Data supplied.
>>>>

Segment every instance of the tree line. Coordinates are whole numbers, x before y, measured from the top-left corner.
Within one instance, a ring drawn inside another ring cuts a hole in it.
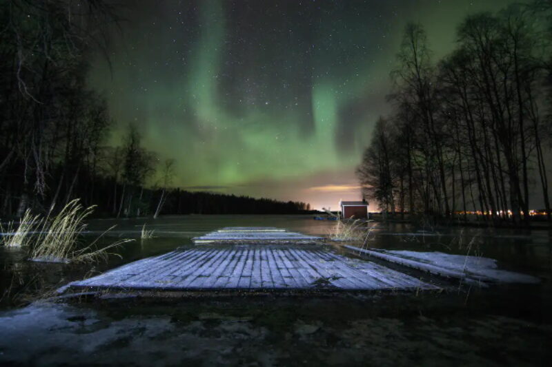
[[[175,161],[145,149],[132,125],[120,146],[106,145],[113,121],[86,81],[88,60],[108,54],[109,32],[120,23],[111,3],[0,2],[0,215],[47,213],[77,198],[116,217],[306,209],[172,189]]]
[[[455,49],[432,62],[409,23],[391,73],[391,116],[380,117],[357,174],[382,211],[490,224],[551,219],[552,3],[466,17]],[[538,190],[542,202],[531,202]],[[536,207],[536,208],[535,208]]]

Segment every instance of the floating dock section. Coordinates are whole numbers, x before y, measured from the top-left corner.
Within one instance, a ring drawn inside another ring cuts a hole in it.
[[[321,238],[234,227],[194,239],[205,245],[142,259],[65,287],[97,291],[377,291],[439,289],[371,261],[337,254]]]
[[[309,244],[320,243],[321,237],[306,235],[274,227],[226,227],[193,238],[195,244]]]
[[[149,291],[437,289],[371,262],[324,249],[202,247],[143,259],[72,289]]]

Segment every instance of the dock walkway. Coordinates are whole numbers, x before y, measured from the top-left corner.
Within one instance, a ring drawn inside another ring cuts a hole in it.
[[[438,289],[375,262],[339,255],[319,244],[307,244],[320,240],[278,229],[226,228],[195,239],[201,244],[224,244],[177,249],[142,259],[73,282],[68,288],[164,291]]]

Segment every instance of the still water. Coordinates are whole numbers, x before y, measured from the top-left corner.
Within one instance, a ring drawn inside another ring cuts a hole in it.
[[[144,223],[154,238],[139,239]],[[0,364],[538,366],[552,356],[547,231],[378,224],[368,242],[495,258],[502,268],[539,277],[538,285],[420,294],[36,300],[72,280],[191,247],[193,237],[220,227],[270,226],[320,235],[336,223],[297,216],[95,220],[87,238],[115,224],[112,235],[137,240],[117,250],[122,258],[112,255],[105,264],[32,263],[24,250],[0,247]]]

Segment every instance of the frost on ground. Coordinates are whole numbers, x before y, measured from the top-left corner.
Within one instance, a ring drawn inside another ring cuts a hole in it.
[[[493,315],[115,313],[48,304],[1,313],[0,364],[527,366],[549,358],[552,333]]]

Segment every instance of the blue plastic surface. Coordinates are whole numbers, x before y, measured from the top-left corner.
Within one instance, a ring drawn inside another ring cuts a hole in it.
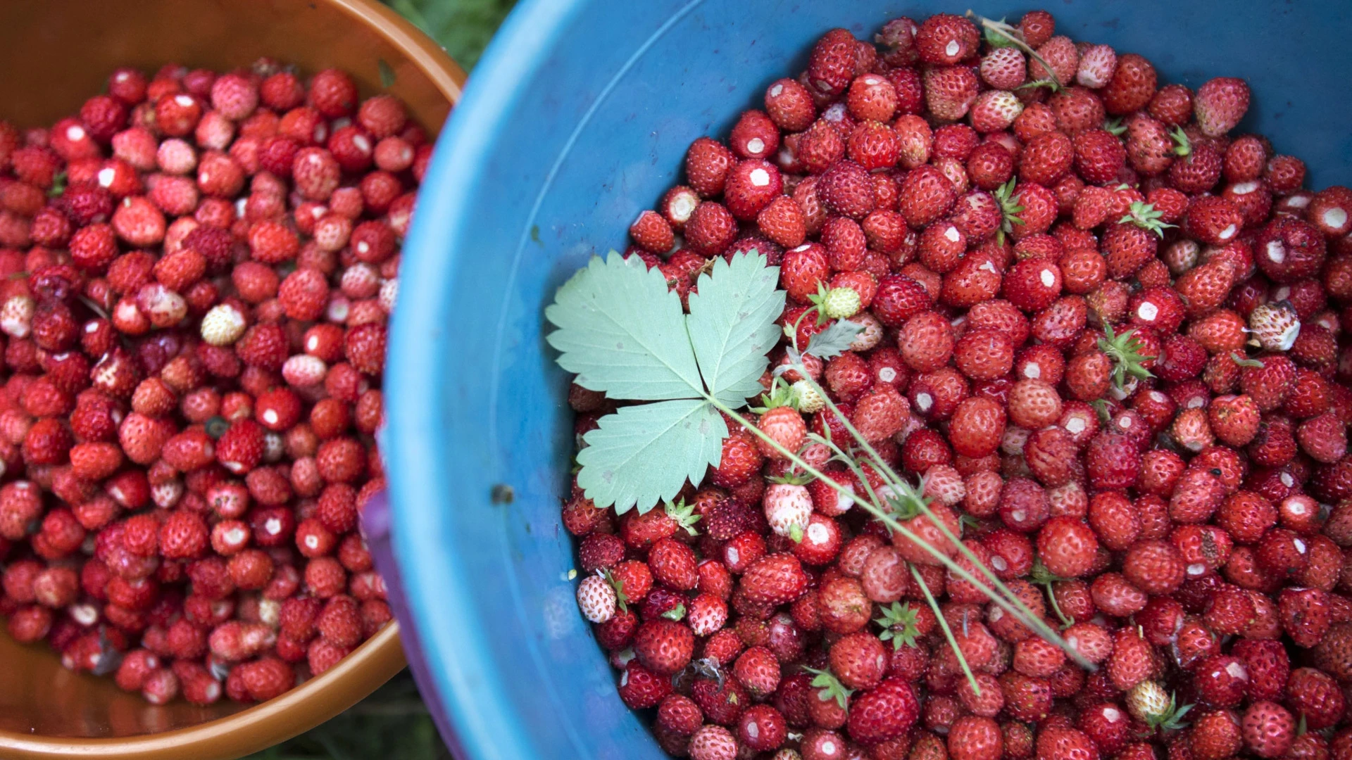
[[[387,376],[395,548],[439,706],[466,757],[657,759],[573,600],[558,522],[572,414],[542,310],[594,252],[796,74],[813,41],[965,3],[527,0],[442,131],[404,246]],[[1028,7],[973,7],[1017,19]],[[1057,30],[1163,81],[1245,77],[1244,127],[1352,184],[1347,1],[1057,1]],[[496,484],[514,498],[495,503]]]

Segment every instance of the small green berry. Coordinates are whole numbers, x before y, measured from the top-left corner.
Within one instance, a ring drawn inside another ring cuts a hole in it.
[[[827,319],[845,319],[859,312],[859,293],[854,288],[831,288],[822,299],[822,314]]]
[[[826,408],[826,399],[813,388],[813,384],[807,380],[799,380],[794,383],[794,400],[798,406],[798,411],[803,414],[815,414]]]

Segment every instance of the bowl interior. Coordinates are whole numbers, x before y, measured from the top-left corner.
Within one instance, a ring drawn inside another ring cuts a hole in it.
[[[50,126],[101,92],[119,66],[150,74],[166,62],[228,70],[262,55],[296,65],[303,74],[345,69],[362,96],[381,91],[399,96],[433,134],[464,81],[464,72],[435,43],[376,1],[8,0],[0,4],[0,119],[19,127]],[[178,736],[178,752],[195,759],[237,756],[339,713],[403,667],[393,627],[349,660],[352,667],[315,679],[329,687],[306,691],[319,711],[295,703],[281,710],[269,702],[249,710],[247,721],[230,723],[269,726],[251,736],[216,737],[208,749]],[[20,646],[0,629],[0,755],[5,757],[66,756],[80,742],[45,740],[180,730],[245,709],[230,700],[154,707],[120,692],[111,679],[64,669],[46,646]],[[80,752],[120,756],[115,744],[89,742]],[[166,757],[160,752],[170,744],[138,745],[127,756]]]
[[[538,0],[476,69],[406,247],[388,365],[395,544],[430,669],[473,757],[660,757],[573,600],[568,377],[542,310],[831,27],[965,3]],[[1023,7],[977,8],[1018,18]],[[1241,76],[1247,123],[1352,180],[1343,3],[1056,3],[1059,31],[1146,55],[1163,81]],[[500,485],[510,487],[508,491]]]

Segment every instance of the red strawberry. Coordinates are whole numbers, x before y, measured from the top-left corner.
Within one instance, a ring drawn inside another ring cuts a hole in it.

<<<<

Work to do.
Exclude the pictures, and transcribe all of the material exactly.

Result.
Segment every instance of the tree line. Coordinates are whole numbers, x before y, measured from the top-left corner.
Within one instance, a ring drawn inside another ring cuts a hole in it.
[[[175,161],[145,149],[132,125],[120,146],[106,145],[113,121],[86,81],[88,60],[108,54],[109,32],[120,23],[111,3],[0,2],[0,215],[47,213],[77,198],[116,217],[306,209],[172,189]]]
[[[455,49],[432,62],[409,23],[391,73],[391,116],[380,117],[357,174],[382,211],[490,224],[551,219],[552,3],[466,17]],[[538,190],[542,202],[531,202]],[[536,207],[536,208],[535,208]]]

Segment every instance of the floating dock section. Coordinates are whole numbers, x before y, measured from the top-left corner.
Within one instance, a ring drawn inside another ring cuts a hole in it.
[[[321,238],[234,227],[194,239],[205,245],[142,259],[65,287],[97,291],[377,291],[439,289],[371,261],[337,254]]]
[[[309,244],[320,243],[321,237],[306,235],[274,227],[226,227],[193,238],[195,244]]]
[[[149,291],[437,289],[371,262],[324,249],[202,247],[143,259],[72,289]]]

Segment every instance of the dock walkway. Coordinates are whole numbers, x before y, measured from the top-left corner.
Within one instance, a ring drawn inside another ring cuts a hole in it.
[[[438,289],[375,262],[339,255],[319,244],[307,244],[320,240],[278,229],[226,228],[195,239],[201,244],[224,244],[177,249],[142,259],[73,282],[68,288],[164,291]]]

Segment every instance of the still water. Coordinates are whole numbers, x before y, measured from the top-left corner.
Within one instance, a ring drawn inside another ring cuts a hole in it.
[[[144,223],[154,238],[139,239]],[[0,364],[538,366],[552,356],[547,231],[378,224],[368,242],[495,258],[502,268],[539,277],[538,285],[420,294],[36,300],[72,280],[191,247],[193,237],[220,227],[270,226],[320,235],[336,223],[297,216],[95,220],[87,238],[115,224],[112,235],[137,240],[117,250],[122,258],[112,255],[105,264],[32,263],[24,250],[0,247]]]

Segment every instance of the frost on ground. Coordinates are whole numbers, x before y, measured from the top-left corner.
Within one instance, a ring drawn inside another ring cuts a hole in it.
[[[493,315],[115,313],[48,304],[1,313],[0,364],[527,366],[549,358],[552,333]]]

Segment every instance of the blue plastic surface. Coordinates are whole numbers, x before y, measured from the top-left corner.
Within one instance, a ring drawn inside another ring cuts a hole in it.
[[[387,376],[395,548],[439,706],[466,757],[657,759],[573,600],[558,522],[572,414],[542,310],[594,252],[796,74],[813,41],[965,3],[527,0],[442,131],[404,246]],[[1028,7],[973,7],[1017,19]],[[1057,30],[1163,81],[1245,77],[1244,127],[1352,184],[1347,1],[1057,1]],[[496,484],[514,498],[495,503]]]

Segment every instance of the small green berry. Coordinates are whole numbers, x before y, measured from the top-left corner.
Within one instance, a ring drawn inside another ring cuts a hole in it.
[[[827,319],[845,319],[859,312],[859,293],[854,288],[831,288],[822,299],[822,314]]]
[[[826,408],[826,399],[813,388],[813,384],[807,380],[799,380],[794,383],[794,400],[798,406],[798,411],[803,414],[815,414]]]

Segment every instance of the bowl interior. Coordinates are whole numbers, x before y, measured from the top-left corner.
Within one instance, a ring drawn inside another ring cuts a hole in it.
[[[50,126],[101,92],[119,66],[150,74],[166,62],[228,70],[262,55],[296,65],[303,74],[345,69],[362,96],[381,91],[399,96],[433,134],[464,81],[464,72],[435,43],[376,1],[8,0],[0,4],[0,119],[19,127]],[[178,736],[178,752],[195,759],[237,756],[339,713],[403,667],[393,627],[349,660],[352,667],[315,679],[329,687],[306,691],[319,711],[295,703],[281,710],[269,702],[249,710],[247,721],[230,723],[269,726],[251,736],[216,737],[208,749]],[[20,646],[0,629],[0,755],[5,757],[66,756],[80,742],[45,740],[180,730],[245,709],[230,700],[154,707],[120,692],[111,679],[64,669],[46,646]],[[80,752],[120,756],[115,744],[89,742]],[[166,757],[160,752],[170,744],[138,745],[127,756]]]
[[[538,0],[476,69],[406,247],[388,365],[395,544],[430,669],[473,757],[660,757],[573,600],[568,377],[542,310],[831,27],[965,3]],[[1023,7],[977,8],[1018,18]],[[1241,76],[1247,123],[1352,180],[1343,3],[1056,3],[1059,31],[1146,55],[1163,81]],[[500,485],[510,487],[508,491]]]

Segment every instance of the red strawberry. Coordinates are whole numbers, x before y, measured from the top-left corner.
Within one instance, a ring drawn inside another ring cuts a hole in it.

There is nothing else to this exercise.